== ABOUT THIS TASK ==
Reproduce the following records exactly from the line containing "For each instance, a" onward, ending with the last line and including it.
---------- INFORMATION GIVEN
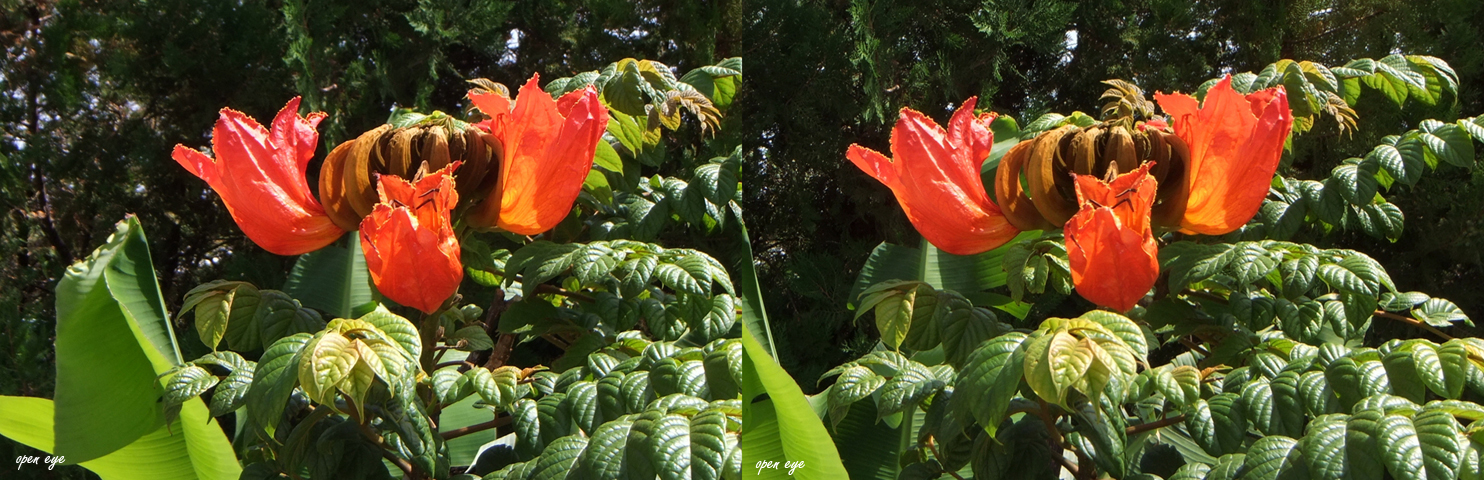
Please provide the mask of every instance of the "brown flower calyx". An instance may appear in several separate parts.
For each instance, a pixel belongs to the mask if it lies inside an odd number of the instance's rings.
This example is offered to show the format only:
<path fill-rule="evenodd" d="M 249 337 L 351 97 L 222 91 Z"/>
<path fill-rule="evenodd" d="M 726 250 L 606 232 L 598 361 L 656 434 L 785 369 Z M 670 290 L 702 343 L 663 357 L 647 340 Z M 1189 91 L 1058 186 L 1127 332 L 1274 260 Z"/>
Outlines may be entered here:
<path fill-rule="evenodd" d="M 356 230 L 378 201 L 376 177 L 413 179 L 462 161 L 454 173 L 459 198 L 483 198 L 494 187 L 499 142 L 488 133 L 440 112 L 386 124 L 341 143 L 320 169 L 320 202 L 330 219 Z"/>
<path fill-rule="evenodd" d="M 995 198 L 1010 223 L 1021 230 L 1059 228 L 1077 213 L 1077 175 L 1112 178 L 1154 162 L 1154 223 L 1179 225 L 1190 148 L 1163 122 L 1122 123 L 1067 125 L 1012 147 L 995 175 Z"/>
--------------------
== TASK SOLUTION ==
For each instance, a pixel belongs to the mask if it lies inside an odd number of the instance's rings.
This example is offered to show the format only:
<path fill-rule="evenodd" d="M 249 337 L 351 97 L 222 91 Z"/>
<path fill-rule="evenodd" d="M 726 250 L 606 232 L 598 361 L 656 434 L 785 369 Z M 670 290 L 702 343 L 663 357 L 647 340 Z M 1189 91 L 1058 186 L 1127 332 L 1274 260 Z"/>
Outlines may be entered here:
<path fill-rule="evenodd" d="M 356 230 L 378 201 L 376 177 L 413 179 L 462 161 L 454 173 L 459 198 L 483 198 L 494 187 L 499 142 L 488 133 L 440 112 L 386 124 L 341 143 L 320 169 L 320 202 L 330 219 Z"/>
<path fill-rule="evenodd" d="M 995 198 L 1010 223 L 1021 230 L 1059 228 L 1077 213 L 1077 175 L 1112 178 L 1154 162 L 1154 223 L 1179 225 L 1190 148 L 1163 122 L 1122 123 L 1067 125 L 1012 147 L 995 175 Z"/>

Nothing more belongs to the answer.